▶ _Required task 1_
In the post about tracking champion positions from the minimap, what did the model's algorithm need to output for each player?
▶ _Required task 2_
In the post about tracking champion positions from the minimap, rewrite the paragraph beginning "PandaScore is the provider" as a short bulleted list that keeps its main facts.

____ Reading text

Using a GAN and a ConvLSTM to go from minimap from to champion coordinates: This post was originally published on Medium.
At PandaScore, we built a model to track the positions of each champion in a League of Legends (LoL) game, based solely on images of the minimap. In this more technical blog post, we describe how we achieved this.
PandaScore is the provider of static and real-time data for eSports. We cover a range of video games and tournaments, converting live in-game action into usable data for our customers. These customers range from media outlets, to betting market providers, to eSports teams themselves.
A core part of the work we do involves deep learning and computer vision. This is needed as we take video streams of live eSports matches, and convert them into data describing what is happening in the game.
The League of Legends (LoL) minimap is a great example of this work. For this particular task, our specific goal was to build an algorithm that can ‘watch’ the minimap, and output the (x, y) coordinates of each player on the minimap.

________
____ Information given

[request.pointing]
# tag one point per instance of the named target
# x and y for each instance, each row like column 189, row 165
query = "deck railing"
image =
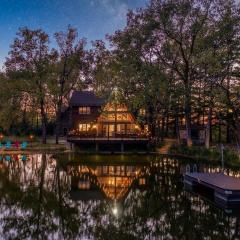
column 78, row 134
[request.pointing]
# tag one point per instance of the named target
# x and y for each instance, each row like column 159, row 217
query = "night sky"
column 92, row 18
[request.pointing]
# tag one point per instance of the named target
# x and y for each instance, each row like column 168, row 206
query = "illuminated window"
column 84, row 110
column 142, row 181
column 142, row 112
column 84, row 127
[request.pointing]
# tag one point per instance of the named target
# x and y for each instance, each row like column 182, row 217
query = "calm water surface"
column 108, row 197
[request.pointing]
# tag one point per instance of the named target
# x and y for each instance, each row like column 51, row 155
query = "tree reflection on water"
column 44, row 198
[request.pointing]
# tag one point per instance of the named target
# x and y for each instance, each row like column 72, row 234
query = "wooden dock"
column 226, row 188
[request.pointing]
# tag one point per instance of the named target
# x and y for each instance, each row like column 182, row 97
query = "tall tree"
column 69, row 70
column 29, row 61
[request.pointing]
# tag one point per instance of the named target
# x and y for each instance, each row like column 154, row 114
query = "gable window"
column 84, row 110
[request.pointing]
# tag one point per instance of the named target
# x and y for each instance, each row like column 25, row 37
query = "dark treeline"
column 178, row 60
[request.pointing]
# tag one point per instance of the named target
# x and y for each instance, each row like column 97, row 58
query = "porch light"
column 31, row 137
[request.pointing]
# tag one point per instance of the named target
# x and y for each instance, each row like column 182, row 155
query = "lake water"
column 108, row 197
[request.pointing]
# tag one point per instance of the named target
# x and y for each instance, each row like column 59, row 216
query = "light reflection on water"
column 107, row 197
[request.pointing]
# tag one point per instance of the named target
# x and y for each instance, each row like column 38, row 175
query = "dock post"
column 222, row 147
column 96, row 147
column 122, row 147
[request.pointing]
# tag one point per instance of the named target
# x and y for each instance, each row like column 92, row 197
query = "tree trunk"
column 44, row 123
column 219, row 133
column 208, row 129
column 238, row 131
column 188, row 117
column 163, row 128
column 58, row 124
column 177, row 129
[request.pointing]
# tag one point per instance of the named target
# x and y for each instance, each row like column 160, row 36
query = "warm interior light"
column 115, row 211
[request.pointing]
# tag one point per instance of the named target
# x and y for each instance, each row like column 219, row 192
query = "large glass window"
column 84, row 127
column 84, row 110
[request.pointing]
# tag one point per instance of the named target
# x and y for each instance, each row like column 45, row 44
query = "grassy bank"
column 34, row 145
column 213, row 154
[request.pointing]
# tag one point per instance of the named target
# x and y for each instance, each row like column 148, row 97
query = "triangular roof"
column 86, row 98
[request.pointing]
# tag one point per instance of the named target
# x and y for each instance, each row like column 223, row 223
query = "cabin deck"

________

▶ _Task result 1_
The (x, y) coordinates of each player on the minimap.

▶ _Task result 2_
- PandaScore provides static and real-time data for eSports.
- It covers a range of video games and tournaments and turns live in-game action into usable data for customers.
- Its customers include media outlets, betting market providers, and eSports teams.